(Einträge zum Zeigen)
§ §

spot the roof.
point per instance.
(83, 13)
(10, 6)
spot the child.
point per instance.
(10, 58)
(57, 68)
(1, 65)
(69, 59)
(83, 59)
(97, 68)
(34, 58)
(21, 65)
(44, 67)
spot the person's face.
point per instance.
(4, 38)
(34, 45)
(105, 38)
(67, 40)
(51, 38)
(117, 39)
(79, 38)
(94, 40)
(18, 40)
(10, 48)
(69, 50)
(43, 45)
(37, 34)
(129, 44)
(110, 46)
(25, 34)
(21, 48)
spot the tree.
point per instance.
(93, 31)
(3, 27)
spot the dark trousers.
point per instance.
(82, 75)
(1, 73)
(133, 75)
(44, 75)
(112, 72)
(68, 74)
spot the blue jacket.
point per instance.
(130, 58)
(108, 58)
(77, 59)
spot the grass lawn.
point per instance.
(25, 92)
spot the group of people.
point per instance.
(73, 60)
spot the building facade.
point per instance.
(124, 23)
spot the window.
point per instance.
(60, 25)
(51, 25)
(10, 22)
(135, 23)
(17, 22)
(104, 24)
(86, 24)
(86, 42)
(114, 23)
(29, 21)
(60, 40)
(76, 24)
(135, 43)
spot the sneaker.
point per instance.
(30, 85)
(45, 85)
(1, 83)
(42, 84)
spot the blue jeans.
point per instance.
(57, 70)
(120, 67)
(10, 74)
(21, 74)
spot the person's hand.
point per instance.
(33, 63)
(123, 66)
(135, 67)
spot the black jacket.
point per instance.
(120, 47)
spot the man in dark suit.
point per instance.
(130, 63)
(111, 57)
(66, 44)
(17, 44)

§ §

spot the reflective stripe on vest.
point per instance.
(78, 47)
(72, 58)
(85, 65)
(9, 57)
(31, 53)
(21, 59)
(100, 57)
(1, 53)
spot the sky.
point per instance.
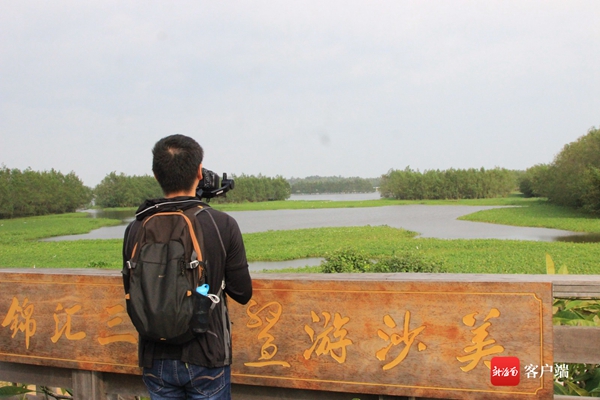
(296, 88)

§ §

Zu erledigende Aufgabe:
Liste jede Zeile der Einträge vollständig auf, in der die Zeichenfolge „dark“ vorkommt. Achte dabei auf Groß- und Kleinschreibung.

Schriftliche Antwort:
spot the dark trousers.
spot the man in dark suit.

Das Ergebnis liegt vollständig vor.